## Goal
Reproduce every record below word for word, keeping each line as it appears.

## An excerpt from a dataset

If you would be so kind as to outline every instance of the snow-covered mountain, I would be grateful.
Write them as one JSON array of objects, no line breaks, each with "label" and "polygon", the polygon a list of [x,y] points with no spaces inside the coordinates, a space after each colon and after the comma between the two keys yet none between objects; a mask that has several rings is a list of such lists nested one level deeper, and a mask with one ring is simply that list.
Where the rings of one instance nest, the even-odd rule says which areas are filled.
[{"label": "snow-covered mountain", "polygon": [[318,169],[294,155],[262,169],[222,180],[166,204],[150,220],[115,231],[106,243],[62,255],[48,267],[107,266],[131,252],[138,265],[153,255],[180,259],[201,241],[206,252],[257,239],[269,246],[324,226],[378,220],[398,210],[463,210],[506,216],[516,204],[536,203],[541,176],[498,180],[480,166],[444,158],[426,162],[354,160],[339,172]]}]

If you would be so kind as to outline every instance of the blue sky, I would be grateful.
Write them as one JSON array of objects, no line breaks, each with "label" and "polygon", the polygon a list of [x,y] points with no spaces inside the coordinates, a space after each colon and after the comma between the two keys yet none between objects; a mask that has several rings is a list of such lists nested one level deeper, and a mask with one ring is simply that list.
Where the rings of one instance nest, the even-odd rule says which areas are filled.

## Result for this task
If you would be so kind as to outline every instance of the snow-covered mountain, I would be grateful.
Write them as one JSON array of objects, no line breaks, each with "label" and "polygon", the polygon a list of [x,y] points with no spaces inside the coordinates, a space after each colon and after the comma between the two keys yet none between objects; a mask that has several rings is a list of such lists nested one level deeper, and a mask with one ring is simply that list.
Where the rings of one instance nest, the even-odd rule says which areas are filled.
[{"label": "snow-covered mountain", "polygon": [[318,169],[294,155],[262,169],[222,180],[166,204],[150,220],[115,231],[106,243],[62,255],[48,267],[107,266],[131,252],[138,265],[153,255],[180,259],[201,241],[206,252],[257,239],[269,246],[324,226],[378,220],[398,210],[463,210],[506,216],[516,204],[536,203],[541,176],[498,180],[480,166],[444,158],[426,162],[354,160],[339,172]]}]

If you would be so kind as to outline every instance of the blue sky, I would be grateful.
Write them as one JSON array of objects, no line breaks, each with "label" and "polygon", the polygon a list of [x,y] points with no spaces inside the coordinates, a space after each colon and after the comma between the two keys yet none between objects; a mask that has several rings is a list of such lists nested one level deeper, and a mask with one ring is simply that list.
Where the rings of one instance nest, the even-odd rule says which areas are filled.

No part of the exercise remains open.